→ Required work
• A. Could you write out the forum piece on trust again, starting at the words "The thesis was" and stopping after "and our institutions.", with "terrorist attack" swapped for "act of terror" each time it occurs?
• B. How does the forum piece on Trump and trust go on after its last sentence? Continue it.

→ Text block
####################

Forum: Worst damage done by Trump was to the people’s trust

He has shaken confidence in our country’s institutions. Americans must continue to oppose these actions.

By Ken Dammand / Herald Forum

I submitted a letter to the editor that was published in The Herald on Oct. 26, 2008, and is more relevant today than it was then.

The thesis was that every terrorist attack involved a betrayal of trust and that destroying our ability to trust one another, and our institutions, would allow greed, racism and fear to bring our country down just as destroying a small element of the World Trade Center’s structural integrity allowed gravity to do the real destruction of the buildings.

That was fourteen years ago, after eight years of what I thought would be the most deceitful and manipulative presidency the United States would ever let itself endure. How little I knew. But my conclusion about trust was spot on. Trust was, and is, the target of every terrorist attack and if anything could bring our country down it would be the destruction of our ability to trust one another and our institutions.

####################

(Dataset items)
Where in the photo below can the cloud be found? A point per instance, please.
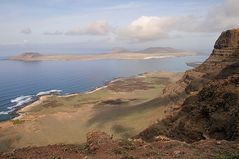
(222, 17)
(26, 31)
(100, 27)
(149, 28)
(53, 33)
(152, 28)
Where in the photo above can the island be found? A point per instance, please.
(122, 54)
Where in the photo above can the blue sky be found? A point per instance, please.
(72, 26)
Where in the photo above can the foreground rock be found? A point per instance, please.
(102, 146)
(211, 108)
(204, 123)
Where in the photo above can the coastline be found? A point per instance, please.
(21, 111)
(109, 56)
(115, 105)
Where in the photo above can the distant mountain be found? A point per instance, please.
(150, 50)
(159, 50)
(211, 106)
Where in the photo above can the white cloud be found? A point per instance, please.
(53, 33)
(222, 17)
(149, 28)
(26, 31)
(100, 27)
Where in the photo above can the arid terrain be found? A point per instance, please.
(150, 53)
(156, 115)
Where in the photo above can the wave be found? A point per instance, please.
(157, 57)
(23, 100)
(6, 112)
(53, 91)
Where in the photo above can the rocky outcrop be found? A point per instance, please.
(211, 105)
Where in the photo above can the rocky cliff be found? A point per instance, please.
(211, 107)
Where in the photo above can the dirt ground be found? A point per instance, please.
(123, 108)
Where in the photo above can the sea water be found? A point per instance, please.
(22, 82)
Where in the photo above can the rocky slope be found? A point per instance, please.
(211, 107)
(204, 123)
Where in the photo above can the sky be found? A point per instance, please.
(88, 26)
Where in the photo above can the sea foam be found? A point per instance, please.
(23, 100)
(53, 91)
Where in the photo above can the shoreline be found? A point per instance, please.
(109, 56)
(19, 112)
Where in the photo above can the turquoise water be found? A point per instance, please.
(22, 82)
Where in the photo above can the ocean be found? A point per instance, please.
(21, 82)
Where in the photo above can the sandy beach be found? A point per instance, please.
(103, 56)
(116, 108)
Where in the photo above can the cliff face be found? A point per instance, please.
(211, 106)
(225, 53)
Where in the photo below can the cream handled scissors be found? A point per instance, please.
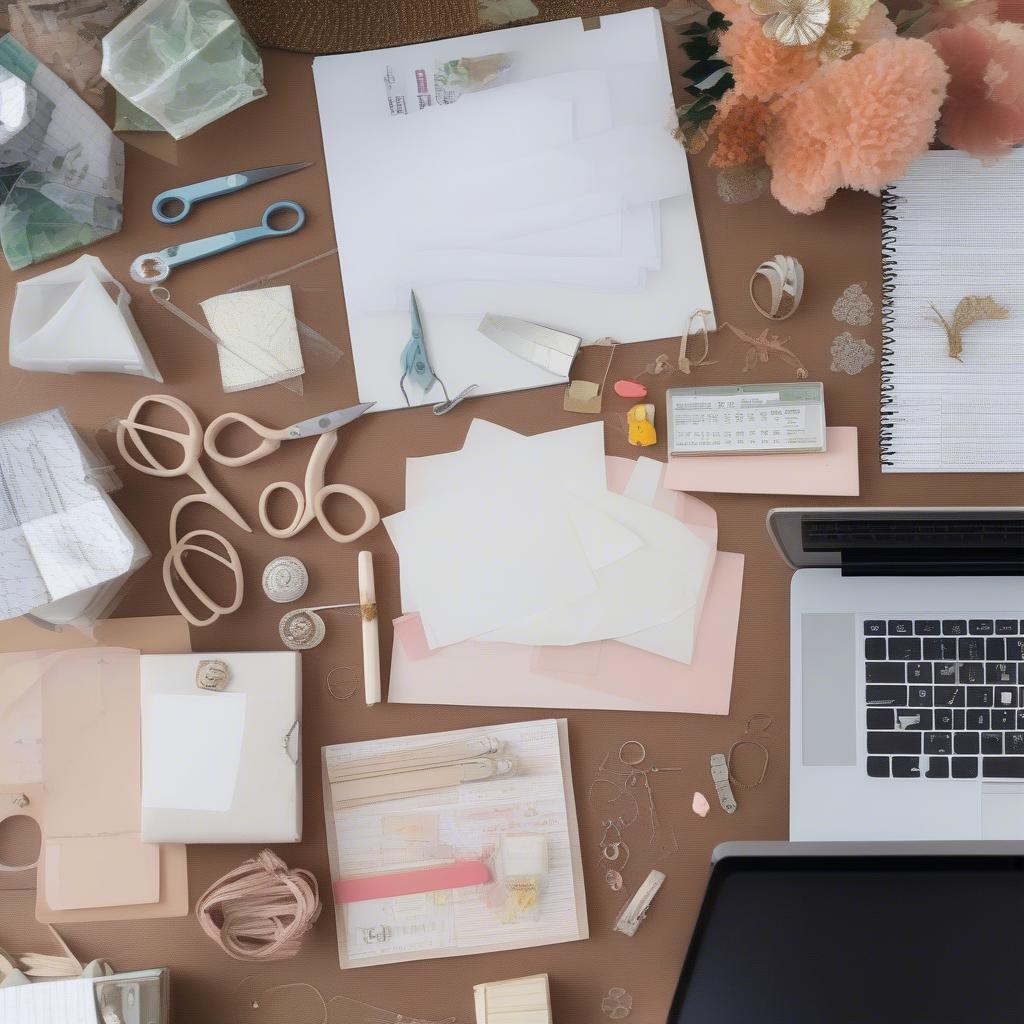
(310, 500)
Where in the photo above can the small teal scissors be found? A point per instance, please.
(152, 268)
(211, 188)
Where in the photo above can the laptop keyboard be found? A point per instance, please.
(945, 697)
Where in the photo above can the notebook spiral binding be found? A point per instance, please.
(891, 201)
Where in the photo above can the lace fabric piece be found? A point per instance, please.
(737, 185)
(850, 355)
(854, 306)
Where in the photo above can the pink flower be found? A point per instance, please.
(856, 124)
(984, 112)
(763, 68)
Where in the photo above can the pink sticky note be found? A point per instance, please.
(832, 472)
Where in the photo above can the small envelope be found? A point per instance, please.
(77, 320)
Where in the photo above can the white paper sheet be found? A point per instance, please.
(488, 223)
(192, 750)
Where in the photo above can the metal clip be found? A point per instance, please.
(636, 910)
(720, 776)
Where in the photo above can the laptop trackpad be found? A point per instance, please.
(828, 689)
(1003, 810)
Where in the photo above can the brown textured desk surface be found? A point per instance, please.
(837, 248)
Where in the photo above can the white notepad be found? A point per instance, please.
(953, 228)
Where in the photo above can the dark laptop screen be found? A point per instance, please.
(857, 940)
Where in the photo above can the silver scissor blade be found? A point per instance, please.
(329, 421)
(266, 173)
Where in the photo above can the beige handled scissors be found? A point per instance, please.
(309, 501)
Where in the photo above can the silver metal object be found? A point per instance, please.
(636, 910)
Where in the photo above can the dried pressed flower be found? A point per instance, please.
(793, 23)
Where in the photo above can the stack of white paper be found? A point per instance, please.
(519, 540)
(552, 192)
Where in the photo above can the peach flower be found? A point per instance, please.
(740, 128)
(763, 68)
(984, 113)
(857, 124)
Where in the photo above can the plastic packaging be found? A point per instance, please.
(183, 62)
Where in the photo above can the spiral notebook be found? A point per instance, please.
(952, 228)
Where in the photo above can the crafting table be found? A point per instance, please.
(838, 248)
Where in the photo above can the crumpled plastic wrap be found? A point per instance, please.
(61, 168)
(183, 62)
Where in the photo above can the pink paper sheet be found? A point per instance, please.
(605, 676)
(832, 472)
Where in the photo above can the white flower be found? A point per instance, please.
(793, 23)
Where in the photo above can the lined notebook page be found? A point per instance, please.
(953, 228)
(49, 1003)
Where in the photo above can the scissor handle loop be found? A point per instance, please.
(285, 204)
(372, 515)
(190, 441)
(267, 445)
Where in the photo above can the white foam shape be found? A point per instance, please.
(77, 320)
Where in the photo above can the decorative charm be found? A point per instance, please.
(212, 675)
(641, 426)
(302, 630)
(285, 580)
(854, 306)
(737, 185)
(617, 1004)
(969, 311)
(793, 23)
(765, 345)
(850, 354)
(785, 276)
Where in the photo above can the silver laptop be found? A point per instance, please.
(906, 672)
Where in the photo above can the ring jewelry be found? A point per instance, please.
(785, 278)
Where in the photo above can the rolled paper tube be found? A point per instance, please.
(371, 644)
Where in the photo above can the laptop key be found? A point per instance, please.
(894, 742)
(939, 648)
(905, 648)
(1013, 742)
(979, 696)
(921, 696)
(906, 767)
(1004, 720)
(971, 673)
(991, 742)
(978, 720)
(949, 696)
(967, 742)
(1003, 767)
(885, 672)
(919, 672)
(1000, 672)
(875, 649)
(970, 649)
(881, 718)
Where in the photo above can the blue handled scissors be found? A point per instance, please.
(152, 268)
(211, 188)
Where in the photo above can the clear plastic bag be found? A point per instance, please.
(183, 62)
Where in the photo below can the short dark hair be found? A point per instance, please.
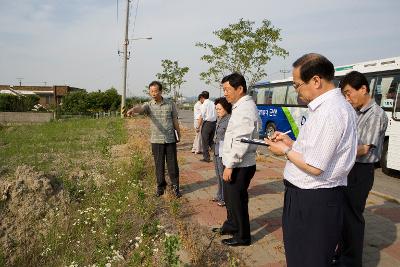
(235, 80)
(205, 94)
(355, 79)
(314, 64)
(156, 83)
(224, 103)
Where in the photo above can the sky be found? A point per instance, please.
(76, 42)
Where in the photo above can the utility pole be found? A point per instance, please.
(20, 81)
(284, 71)
(126, 43)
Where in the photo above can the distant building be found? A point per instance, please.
(49, 95)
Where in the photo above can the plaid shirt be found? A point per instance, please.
(161, 115)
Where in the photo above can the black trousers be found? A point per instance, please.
(162, 153)
(207, 137)
(359, 183)
(311, 223)
(236, 201)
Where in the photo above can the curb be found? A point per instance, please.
(386, 196)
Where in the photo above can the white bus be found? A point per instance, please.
(281, 109)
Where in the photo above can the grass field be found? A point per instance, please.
(110, 216)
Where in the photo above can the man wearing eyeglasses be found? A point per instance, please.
(317, 165)
(371, 127)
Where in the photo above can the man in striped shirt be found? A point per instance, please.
(318, 163)
(371, 126)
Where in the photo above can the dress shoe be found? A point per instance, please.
(221, 203)
(176, 191)
(214, 199)
(159, 193)
(220, 231)
(234, 243)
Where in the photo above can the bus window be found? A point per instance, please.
(293, 98)
(385, 90)
(262, 94)
(396, 100)
(278, 94)
(371, 82)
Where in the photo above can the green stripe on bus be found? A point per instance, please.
(344, 68)
(291, 121)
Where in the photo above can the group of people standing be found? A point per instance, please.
(329, 170)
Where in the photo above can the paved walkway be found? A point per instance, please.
(198, 183)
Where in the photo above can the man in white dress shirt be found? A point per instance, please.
(239, 160)
(197, 144)
(318, 164)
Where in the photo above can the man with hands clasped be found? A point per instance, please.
(317, 166)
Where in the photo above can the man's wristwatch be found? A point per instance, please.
(286, 152)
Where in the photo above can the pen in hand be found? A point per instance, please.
(285, 133)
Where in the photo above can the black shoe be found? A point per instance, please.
(159, 193)
(234, 243)
(220, 231)
(176, 191)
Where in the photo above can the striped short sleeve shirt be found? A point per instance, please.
(327, 141)
(371, 126)
(161, 116)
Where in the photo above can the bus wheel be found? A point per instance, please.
(270, 129)
(385, 169)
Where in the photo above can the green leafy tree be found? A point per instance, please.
(76, 102)
(244, 49)
(172, 77)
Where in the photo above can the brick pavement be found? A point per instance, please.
(199, 185)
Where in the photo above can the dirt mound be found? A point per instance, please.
(28, 205)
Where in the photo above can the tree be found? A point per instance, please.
(172, 76)
(76, 102)
(243, 49)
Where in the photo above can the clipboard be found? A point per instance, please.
(254, 141)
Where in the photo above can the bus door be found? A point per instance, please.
(393, 149)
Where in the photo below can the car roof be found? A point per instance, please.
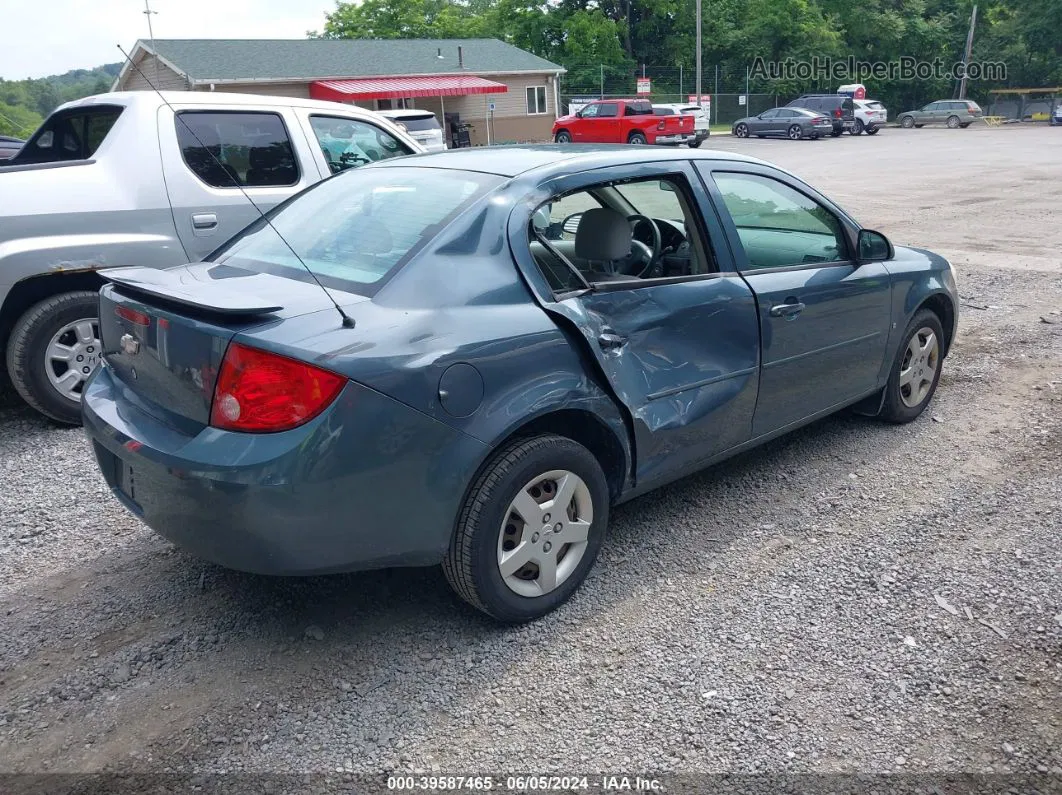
(157, 99)
(552, 158)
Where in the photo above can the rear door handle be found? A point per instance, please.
(787, 310)
(609, 341)
(204, 221)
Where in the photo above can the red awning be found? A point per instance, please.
(396, 88)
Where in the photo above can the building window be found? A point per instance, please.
(536, 100)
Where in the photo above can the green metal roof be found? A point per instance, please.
(297, 59)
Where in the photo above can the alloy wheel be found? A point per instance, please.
(71, 356)
(545, 533)
(918, 372)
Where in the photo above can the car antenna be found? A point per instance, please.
(347, 321)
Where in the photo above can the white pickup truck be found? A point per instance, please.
(131, 179)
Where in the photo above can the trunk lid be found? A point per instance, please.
(165, 332)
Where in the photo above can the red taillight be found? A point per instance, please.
(261, 393)
(138, 318)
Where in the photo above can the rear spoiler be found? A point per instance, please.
(187, 288)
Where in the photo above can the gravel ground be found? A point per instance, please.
(854, 598)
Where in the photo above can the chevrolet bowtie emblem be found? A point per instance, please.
(130, 345)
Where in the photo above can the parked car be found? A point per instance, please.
(121, 179)
(702, 124)
(10, 147)
(791, 122)
(954, 113)
(622, 121)
(521, 338)
(422, 125)
(871, 116)
(839, 107)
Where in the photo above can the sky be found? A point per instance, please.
(38, 40)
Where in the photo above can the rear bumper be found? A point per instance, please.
(370, 483)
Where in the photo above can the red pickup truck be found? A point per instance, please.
(622, 121)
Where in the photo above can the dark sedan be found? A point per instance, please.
(521, 338)
(789, 122)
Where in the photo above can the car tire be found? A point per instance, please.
(912, 381)
(490, 525)
(62, 320)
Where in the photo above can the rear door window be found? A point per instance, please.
(69, 135)
(347, 143)
(230, 149)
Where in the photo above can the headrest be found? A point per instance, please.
(602, 236)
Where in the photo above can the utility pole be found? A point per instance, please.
(965, 57)
(698, 81)
(151, 34)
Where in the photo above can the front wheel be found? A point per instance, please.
(53, 348)
(530, 529)
(915, 372)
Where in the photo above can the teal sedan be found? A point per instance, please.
(468, 358)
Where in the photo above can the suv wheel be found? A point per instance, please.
(53, 348)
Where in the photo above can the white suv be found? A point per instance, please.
(701, 121)
(870, 117)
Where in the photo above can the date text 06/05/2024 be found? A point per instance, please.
(523, 783)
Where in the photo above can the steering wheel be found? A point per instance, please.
(641, 258)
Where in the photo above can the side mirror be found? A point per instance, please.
(874, 246)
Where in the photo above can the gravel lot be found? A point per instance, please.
(854, 598)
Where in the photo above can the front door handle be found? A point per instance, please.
(609, 341)
(204, 221)
(787, 310)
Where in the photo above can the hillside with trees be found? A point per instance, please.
(24, 103)
(607, 41)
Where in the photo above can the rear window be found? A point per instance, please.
(230, 149)
(70, 135)
(417, 123)
(359, 227)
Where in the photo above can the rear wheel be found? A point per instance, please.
(53, 348)
(530, 529)
(915, 372)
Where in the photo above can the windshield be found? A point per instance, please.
(356, 229)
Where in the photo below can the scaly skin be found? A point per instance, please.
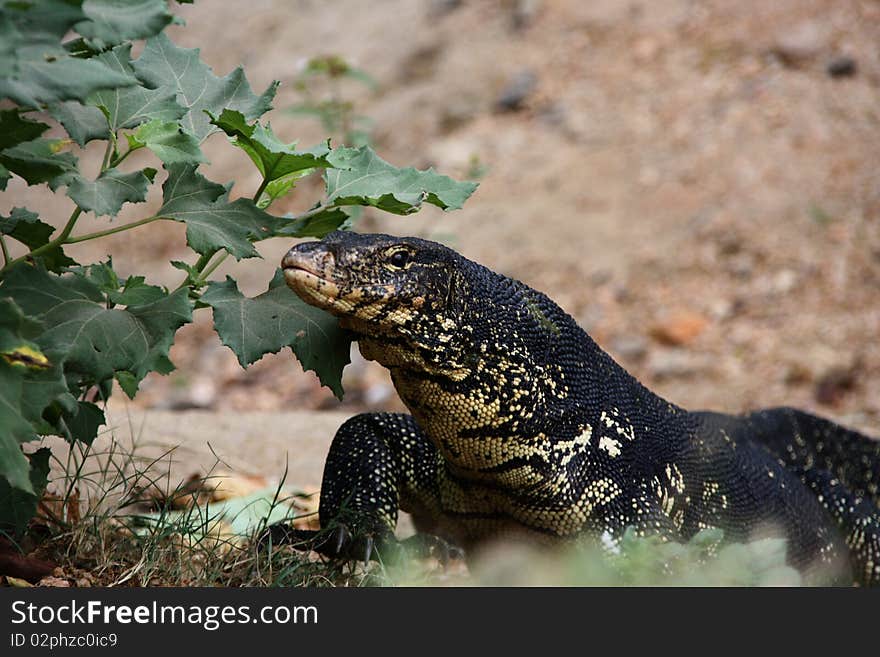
(522, 425)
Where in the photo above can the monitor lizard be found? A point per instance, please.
(521, 425)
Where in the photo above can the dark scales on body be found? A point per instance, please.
(521, 424)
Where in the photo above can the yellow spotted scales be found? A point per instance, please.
(522, 425)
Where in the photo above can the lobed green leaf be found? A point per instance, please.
(277, 319)
(112, 189)
(179, 71)
(361, 177)
(212, 222)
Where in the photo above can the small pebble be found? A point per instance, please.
(842, 66)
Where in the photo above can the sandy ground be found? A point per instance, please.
(687, 179)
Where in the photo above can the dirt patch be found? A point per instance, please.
(641, 162)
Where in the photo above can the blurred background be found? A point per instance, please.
(697, 183)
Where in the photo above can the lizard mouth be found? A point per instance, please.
(309, 274)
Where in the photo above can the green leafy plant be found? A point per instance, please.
(69, 330)
(320, 85)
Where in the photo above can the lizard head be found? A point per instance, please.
(378, 285)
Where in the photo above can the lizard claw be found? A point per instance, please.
(368, 550)
(342, 536)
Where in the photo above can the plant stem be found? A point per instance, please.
(108, 152)
(112, 231)
(210, 269)
(261, 189)
(5, 250)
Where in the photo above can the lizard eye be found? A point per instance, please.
(399, 259)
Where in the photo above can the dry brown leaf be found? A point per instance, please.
(679, 329)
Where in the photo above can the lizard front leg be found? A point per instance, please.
(378, 463)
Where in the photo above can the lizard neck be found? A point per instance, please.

####################

→ Responses in order
• A.
The thesis was that every act of terror involved a betrayal of trust and that destroying our ability to trust one another, and our institutions, would allow greed, racism and fear to bring our country down just as destroying a small element of the World Trade Center’s structural integrity allowed gravity to do the real destruction of the buildings.

That was fourteen years ago, after eight years of what I thought would be the most deceitful and manipulative presidency the United States would ever let itself endure. How little I knew. But my conclusion about trust was spot on. Trust was, and is, the target of every act of terror and if anything could bring our country down it would be the destruction of our ability to trust one another and our institutions.

• B.
In 2015, Donald Trump asked Americans, “What have you got to lose?” He has since more than answered that question.

He has destroyed our ability to trust our news resources, intelligence and police agencies, justice department, Congress, election officials, the Centers for Disease Control, the courts, science and even our own lying eyes. Of course, he’s had plenty of help doing this. But no one else has played anywhere near as profound a role in putting us in this dangerous situation.

Trump’s astounding litany of easily refutable lies and his doubling down on them despite overwhelming evidence to the contrary has set a record-low standard for honesty of public figures and elected officials. His denial of his legitimate defeat in the most thoroughly observed, audited, and legally audited election in world history is the ultimate example of this.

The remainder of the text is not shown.